[Stored data entries]
┄┄┄┄┄┄┄┄┄┄
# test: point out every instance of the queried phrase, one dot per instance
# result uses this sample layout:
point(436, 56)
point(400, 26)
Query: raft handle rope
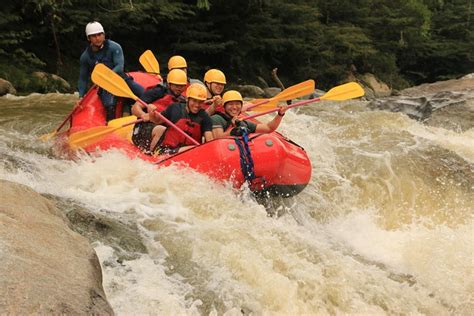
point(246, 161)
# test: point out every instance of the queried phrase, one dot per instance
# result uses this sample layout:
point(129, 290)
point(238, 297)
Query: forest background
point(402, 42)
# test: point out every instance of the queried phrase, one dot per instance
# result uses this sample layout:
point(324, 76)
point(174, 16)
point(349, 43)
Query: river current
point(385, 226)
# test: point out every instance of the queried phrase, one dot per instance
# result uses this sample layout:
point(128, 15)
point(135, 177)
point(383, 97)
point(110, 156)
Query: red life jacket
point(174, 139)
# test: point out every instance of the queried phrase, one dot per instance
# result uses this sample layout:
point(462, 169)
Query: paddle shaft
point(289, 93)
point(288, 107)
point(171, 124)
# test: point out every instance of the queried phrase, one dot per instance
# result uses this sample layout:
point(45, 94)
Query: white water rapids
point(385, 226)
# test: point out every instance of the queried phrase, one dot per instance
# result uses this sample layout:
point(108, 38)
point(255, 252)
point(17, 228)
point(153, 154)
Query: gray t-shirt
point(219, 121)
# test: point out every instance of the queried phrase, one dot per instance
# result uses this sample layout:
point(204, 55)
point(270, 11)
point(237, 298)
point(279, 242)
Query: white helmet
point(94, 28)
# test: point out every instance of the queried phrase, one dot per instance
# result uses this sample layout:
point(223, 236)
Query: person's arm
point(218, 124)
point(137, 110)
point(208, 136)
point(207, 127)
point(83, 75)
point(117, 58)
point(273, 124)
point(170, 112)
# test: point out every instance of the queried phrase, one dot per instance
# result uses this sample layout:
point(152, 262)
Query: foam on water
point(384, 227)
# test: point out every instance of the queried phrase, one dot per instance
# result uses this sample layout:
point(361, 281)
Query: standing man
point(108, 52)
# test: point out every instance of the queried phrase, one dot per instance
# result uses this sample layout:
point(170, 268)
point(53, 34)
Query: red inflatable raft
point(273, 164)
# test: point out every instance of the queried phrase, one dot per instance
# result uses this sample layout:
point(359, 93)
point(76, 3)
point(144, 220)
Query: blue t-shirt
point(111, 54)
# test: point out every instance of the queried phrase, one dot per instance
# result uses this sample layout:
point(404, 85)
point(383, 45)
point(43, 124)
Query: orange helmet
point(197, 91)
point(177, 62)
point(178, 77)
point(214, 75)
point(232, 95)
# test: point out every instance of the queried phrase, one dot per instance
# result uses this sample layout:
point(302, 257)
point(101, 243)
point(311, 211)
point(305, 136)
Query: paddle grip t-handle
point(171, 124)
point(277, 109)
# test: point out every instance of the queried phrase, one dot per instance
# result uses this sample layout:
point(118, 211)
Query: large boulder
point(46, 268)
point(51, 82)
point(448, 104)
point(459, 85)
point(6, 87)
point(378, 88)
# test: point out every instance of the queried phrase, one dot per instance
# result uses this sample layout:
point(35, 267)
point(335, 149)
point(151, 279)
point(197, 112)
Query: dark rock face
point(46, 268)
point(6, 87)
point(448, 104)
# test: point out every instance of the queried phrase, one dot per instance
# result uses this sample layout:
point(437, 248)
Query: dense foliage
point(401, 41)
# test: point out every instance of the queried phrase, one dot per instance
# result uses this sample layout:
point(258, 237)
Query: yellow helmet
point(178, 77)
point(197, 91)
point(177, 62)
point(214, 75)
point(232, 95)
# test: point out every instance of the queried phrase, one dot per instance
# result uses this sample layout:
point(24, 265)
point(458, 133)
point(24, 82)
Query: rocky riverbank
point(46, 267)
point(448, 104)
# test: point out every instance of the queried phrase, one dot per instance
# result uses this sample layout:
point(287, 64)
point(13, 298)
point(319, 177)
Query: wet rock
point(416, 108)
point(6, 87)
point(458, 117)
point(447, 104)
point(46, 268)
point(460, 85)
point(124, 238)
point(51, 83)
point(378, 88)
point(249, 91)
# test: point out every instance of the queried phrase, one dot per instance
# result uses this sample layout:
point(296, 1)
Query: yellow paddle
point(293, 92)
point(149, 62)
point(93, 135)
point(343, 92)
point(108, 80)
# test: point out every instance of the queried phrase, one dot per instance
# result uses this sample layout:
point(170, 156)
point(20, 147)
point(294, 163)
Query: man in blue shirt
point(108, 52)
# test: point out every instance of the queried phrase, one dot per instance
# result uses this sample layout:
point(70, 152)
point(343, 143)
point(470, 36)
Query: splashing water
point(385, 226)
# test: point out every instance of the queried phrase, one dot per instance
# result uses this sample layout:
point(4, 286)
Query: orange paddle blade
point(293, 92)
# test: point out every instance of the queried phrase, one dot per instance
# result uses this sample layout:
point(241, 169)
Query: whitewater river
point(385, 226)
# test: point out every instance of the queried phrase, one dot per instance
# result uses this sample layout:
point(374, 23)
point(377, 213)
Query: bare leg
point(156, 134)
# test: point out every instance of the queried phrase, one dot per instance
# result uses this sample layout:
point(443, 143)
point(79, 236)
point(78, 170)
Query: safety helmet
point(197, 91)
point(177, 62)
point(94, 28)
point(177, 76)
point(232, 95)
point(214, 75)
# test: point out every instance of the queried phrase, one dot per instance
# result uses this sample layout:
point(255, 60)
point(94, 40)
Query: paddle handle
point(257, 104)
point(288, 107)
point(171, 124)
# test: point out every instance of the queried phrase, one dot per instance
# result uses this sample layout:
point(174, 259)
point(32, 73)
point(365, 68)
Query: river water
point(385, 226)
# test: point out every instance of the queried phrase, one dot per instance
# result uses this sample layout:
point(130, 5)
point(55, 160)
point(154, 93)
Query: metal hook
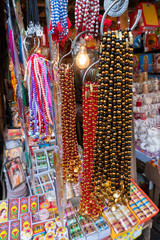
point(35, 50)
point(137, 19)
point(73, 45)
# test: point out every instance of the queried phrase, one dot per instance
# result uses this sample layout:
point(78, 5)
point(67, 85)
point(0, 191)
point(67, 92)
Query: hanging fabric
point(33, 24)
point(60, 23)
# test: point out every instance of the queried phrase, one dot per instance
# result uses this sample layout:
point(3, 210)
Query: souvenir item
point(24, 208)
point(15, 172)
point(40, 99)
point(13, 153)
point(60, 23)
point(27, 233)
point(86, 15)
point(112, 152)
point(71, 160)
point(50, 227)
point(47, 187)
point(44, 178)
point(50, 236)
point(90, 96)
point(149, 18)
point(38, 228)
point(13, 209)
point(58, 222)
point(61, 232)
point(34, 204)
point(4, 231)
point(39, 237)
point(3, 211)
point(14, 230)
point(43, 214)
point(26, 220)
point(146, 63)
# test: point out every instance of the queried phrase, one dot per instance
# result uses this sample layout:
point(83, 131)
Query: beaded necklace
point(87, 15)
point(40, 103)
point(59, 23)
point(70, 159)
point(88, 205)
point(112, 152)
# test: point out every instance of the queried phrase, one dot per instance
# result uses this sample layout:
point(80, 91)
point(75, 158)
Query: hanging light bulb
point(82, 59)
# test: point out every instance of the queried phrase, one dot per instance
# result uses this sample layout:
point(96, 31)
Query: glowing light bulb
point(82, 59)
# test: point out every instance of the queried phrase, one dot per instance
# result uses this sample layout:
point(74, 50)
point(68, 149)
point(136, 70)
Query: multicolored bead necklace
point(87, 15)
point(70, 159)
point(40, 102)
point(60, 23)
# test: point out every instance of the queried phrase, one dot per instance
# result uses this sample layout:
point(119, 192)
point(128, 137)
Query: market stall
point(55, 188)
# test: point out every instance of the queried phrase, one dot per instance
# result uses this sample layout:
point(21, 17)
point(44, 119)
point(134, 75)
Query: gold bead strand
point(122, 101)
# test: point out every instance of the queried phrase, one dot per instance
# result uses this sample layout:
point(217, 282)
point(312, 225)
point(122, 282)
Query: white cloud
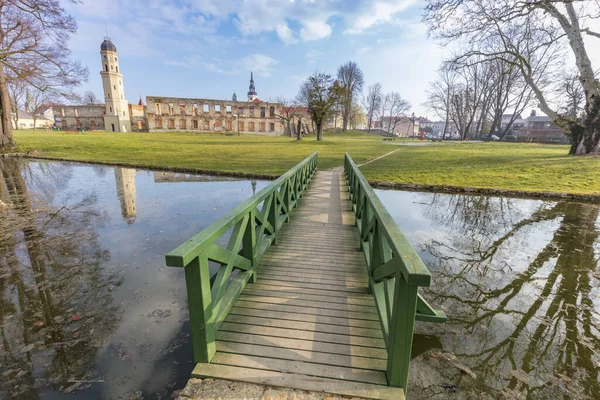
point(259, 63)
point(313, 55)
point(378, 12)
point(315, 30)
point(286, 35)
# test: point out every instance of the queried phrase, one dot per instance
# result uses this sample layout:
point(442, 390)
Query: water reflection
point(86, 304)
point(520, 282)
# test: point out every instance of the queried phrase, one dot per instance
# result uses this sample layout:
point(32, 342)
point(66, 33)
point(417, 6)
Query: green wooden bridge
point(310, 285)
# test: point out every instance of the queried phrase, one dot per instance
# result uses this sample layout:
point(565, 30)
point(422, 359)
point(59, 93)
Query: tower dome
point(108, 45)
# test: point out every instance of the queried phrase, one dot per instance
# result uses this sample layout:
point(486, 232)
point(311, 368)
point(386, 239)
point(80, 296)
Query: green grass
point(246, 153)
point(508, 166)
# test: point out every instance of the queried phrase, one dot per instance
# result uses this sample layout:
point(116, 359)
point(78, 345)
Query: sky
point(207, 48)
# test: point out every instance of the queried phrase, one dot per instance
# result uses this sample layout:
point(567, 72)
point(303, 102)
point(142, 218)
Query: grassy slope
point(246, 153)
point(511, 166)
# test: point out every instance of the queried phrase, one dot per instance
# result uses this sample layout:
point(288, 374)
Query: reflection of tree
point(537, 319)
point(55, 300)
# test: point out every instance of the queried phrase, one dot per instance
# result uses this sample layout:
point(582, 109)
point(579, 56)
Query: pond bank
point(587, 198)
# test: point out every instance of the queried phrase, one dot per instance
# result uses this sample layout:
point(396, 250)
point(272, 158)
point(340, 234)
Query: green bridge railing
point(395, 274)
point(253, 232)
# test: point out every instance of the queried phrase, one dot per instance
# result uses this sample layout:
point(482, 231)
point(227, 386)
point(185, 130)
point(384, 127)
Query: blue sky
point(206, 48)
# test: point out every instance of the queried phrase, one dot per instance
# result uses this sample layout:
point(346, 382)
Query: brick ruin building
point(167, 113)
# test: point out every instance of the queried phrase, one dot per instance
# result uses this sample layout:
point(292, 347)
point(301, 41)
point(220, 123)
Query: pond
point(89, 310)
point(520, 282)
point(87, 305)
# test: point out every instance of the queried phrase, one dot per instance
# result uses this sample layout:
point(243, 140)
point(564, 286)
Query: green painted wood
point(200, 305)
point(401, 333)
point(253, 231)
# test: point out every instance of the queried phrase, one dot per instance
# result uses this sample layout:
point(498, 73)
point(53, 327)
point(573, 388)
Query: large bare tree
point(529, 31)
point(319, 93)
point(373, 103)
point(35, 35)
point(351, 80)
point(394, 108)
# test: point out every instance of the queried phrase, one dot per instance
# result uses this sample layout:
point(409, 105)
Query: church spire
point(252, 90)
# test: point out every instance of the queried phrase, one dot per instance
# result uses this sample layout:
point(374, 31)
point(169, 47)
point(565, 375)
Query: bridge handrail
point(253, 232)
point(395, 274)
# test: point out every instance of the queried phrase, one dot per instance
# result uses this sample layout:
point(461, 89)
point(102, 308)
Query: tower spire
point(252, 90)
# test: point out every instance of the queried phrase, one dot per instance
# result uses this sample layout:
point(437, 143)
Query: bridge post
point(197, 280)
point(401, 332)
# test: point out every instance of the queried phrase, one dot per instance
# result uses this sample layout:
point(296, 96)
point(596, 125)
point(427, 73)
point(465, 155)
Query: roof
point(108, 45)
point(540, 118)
┄┄┄┄┄┄┄┄┄┄
Assignment:
What is needed is a verbatim copy of every line in the records above from the one containing "Query: blue t-shirt" down to the one containing "point(311, 211)", both included, and nothing more.

Result of the task:
Query: blue t-shirt
point(111, 54)
# test: point out every instance of the queried phrase, one dot per instance
# result uses this sample layout:
point(404, 85)
point(383, 45)
point(43, 124)
Query: orange helmet
point(197, 91)
point(177, 62)
point(178, 77)
point(214, 75)
point(232, 95)
# test: point out every instance of the queried phrase, one dot per instance
# result uses this sample layout:
point(302, 257)
point(101, 243)
point(311, 211)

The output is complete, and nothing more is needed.